§ **Lesetext**

__________

Nun ist es amtlich: Der 22. Juni 1941 ist in Deutschland "vergessen"

Von Astrid Sigena und Wladislaw Sankin
Das Gedenkjahr 2025 neigt sich dem Ende zu und das neue Gedenkjahr 2026 bricht bald an. Wie das endende Jahr wird auch 2026 vom Gedenken an den Zweiten Weltkrieg geprägt sein. In den frühen Morgenstunden des 22. Juni 1941 brach Hitler-Deutschland den 1939 geschlossenen deutsch-sowjetischen Nichtangriffspakt und überfiel die Sowjetunion. Dieser Vernichtungskrieg sollte das Land 27 Millionen Tote, davon die Mehrzahl Zivilisten, kosten. Schon im April 1941, zweieinhalb Monate zuvor, hatte die Wehrmacht einen "Blitzkrieg" gegen Jugoslawien gewonnen. Der Blutzoll Jugoslawiens sollte in den kommenden Jahren über eine Million Tote betragen (in der Mehrzahl ebenfalls Zivilisten). Und der Dezember 1941 brachte mit dem japanischen Angriff auf Pearl Harbor und der deutschen Kriegserklärung an die USA wenige Tage später den Kriegseintritt der Vereinigten Staaten (die USA hatten 418.000 Tote zu beklagen, die Mehrzahl davon Soldaten). Ebenfalls im Dezember wird es dann 85 Jahre her sein, dass der Vormarsch der Wehrmacht vor Moskau gestoppt wurde.
Nachdem beim deutschen Gedenken an 80 Jahre Kriegsende die sowjetischen Opfer kaum vorkamen und Russen vielmehr als brutale Täter damals wie heute gebrandmarkt wurden, stellt sich die Frage, wie sowohl das offizielle Deutschland als auch die deutsche Gesellschaft mit dem Gedenktag 22. Juni umgehen werden. Im Gegensatz zum 8. Mai scheint er im öffentlichen Bewusstsein kaum eine Rolle zu spielen. Der Genozid an der sowjetischen Bevölkerung ist in Deutschland kein Thema. Noch weniger Platz im deutschen Bewusstsein haben nur die Kriegsverbrechen im damaligen Jugoslawien. Oder wem ist schon das Massaker der Wehrmacht in Kragujevac ein Begriff?

Sucht man im deutschsprachigen Internet nach den Begriffen "Unternehmen Barbarossa" oder "1941 Überfall auf die Sowjetunion", finden sich eher dürftige Ergebnisse, was aktuelle Meldungen betrifft. Auch in den Vorbereitungen auf das Gedenkjahr 2026 spielen sie kaum eine Rolle. So bringt der Bildungsserver Berlin-Brandenburg, eine vom Landesinstitut Brandenburg für Schule und Lehrkräftebildung (LIBRA) getragene Seite, zwar eine relativ lange Liste an Gedenktagen im Jahr 2026, die die Berliner und Brandenburger Lehrkräfte für ihre Unterrichtsvorbereitung verwenden können ‒ Daten aus dem Zweiten Weltkrieg finden sich jedoch nicht darunter. Da diese Serviceleistung für die Lehrer im Auftrag des Brandenburger Bildungsministeriums sowie der Senatsverwaltung für Bildung, Jugend und Familie erbracht wird, darf man davon ausgehen, dass die vom LIBRA-Mitarbeiter Olaf Respondek erstellte Liste den offiziellen Segen beider Bundesländer besitzt.

__________

§ **Aufgaben**
a) Fasse den Absatz des Lesetextes, der mit „Sucht man im deutschsprachigen Internet“ beginnt, als kurze Stichpunktliste zusammen und behalte die wichtigsten Fakten bei.
b) Wie viele Tote hatten die USA laut Lesetext zu beklagen?
c) Führe den Lesetext im Anschluss an seinen letzten Satz fort.

§ **Datensätze**
__________

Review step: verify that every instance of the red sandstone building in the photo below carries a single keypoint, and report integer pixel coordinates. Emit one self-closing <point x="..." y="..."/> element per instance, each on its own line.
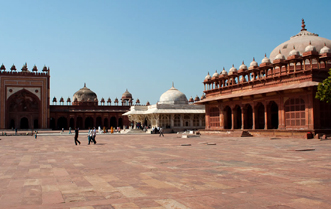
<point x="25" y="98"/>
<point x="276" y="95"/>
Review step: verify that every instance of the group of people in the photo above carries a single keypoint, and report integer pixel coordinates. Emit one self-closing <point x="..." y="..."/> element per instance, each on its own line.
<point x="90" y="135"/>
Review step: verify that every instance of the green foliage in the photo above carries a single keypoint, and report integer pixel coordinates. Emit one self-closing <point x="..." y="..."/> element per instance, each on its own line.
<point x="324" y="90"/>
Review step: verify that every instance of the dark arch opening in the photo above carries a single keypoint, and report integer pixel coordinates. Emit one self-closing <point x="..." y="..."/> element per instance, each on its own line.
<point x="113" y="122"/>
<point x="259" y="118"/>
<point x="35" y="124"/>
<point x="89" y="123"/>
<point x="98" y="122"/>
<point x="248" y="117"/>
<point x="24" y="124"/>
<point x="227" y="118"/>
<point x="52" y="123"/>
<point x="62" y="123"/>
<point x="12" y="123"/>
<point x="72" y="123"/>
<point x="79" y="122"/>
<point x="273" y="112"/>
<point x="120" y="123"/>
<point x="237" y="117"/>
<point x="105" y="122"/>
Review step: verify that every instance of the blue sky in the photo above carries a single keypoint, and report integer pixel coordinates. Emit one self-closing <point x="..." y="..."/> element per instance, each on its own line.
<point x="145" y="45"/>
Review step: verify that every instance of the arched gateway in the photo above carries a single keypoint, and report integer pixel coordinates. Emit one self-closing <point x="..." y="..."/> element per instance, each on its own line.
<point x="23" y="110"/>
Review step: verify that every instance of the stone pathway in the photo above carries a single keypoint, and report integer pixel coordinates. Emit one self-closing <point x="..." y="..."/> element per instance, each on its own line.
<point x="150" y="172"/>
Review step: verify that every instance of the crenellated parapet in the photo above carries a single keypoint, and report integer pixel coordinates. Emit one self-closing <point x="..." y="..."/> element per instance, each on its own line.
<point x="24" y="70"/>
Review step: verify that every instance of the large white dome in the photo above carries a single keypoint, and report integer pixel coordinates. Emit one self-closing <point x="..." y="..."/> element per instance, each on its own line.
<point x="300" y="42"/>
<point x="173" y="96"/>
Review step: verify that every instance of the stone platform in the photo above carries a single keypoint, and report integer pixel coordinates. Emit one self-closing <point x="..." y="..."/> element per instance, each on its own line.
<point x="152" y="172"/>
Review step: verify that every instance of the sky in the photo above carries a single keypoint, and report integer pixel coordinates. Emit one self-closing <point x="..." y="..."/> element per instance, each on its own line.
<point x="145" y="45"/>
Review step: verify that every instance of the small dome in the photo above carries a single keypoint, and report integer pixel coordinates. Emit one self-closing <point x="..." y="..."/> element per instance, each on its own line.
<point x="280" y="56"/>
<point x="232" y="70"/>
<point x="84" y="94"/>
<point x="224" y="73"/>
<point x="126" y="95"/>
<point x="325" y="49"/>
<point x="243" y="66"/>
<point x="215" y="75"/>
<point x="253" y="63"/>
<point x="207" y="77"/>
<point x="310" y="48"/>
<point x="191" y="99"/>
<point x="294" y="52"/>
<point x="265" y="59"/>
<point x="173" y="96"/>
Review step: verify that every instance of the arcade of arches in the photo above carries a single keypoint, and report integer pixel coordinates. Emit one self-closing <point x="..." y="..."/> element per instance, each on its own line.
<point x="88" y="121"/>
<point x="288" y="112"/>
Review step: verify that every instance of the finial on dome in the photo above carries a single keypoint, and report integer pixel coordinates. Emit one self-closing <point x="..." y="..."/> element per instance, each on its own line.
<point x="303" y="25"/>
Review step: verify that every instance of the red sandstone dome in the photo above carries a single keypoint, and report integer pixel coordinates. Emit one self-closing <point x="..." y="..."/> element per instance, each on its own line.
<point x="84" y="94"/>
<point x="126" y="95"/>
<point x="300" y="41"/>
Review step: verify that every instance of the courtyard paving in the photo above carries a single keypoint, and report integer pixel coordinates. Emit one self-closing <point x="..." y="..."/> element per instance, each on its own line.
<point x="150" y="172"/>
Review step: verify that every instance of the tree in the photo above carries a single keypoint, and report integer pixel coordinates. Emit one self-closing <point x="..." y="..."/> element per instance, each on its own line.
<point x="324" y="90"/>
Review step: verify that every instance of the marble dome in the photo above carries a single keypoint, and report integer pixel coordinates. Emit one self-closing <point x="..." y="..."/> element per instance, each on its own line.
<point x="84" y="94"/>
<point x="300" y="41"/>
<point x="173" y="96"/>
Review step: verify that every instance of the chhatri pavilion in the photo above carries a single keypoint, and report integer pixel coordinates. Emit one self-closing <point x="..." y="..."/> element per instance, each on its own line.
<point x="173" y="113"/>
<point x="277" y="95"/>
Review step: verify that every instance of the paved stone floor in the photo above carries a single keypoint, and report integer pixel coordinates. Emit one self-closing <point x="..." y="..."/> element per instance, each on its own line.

__________

§ **Ergebnisse**
a)
- Die Suche nach „Unternehmen Barbarossa“ oder „1941 Überfall auf die Sowjetunion“ im deutschsprachigen Internet liefert nur dürftige aktuelle Meldungen.
- Auch bei den Vorbereitungen auf das Gedenkjahr 2026 spielen diese Themen kaum eine Rolle.
- Der Bildungsserver Berlin-Brandenburg wird vom Landesinstitut Brandenburg für Schule und Lehrkräftebildung (LIBRA) getragen. Er bietet Lehrkräften eine relativ lange Liste von Gedenktagen 2026, darin stehen aber keine Daten aus dem Zweiten Weltkrieg.
- Der Dienst wird im Auftrag des Brandenburger Bildungsministeriums und der Senatsverwaltung für Bildung, Jugend und Familie erbracht. Deshalb besitzt die von Olaf Respondek erstellte Liste wohl den offiziellen Segen beider Bundesländer.

b) 418.000, die Mehrzahl davon Soldaten.

c)
Nun könnte man einwenden: 2026 findet kein runder Jahrestag der Kriegsereignisse von 1941 statt, es ist lediglich der 85. Jahrestag. Dieses Argument greift jedoch daneben, wenn man die sonstigen Daten aus der LIBRA-Liste anschaut. So umfasst sie sehr wohl auch andere halbrunde Jahrestage, zum Beispiel den 25. Jahrestag der Gründung von Wikipedia. Oder etwa den 35. Jahrestag der Auflösung der Sowjetunion. Ohnehin sollte das Datum 22. Juni schon aufgrund der hohen Opferzahlen in jedem Jahr ein Gedenktag sein. In Russland ist es das, in Deutschland – dem Land, das diese Opfer verschuldet hat – ist es das nicht.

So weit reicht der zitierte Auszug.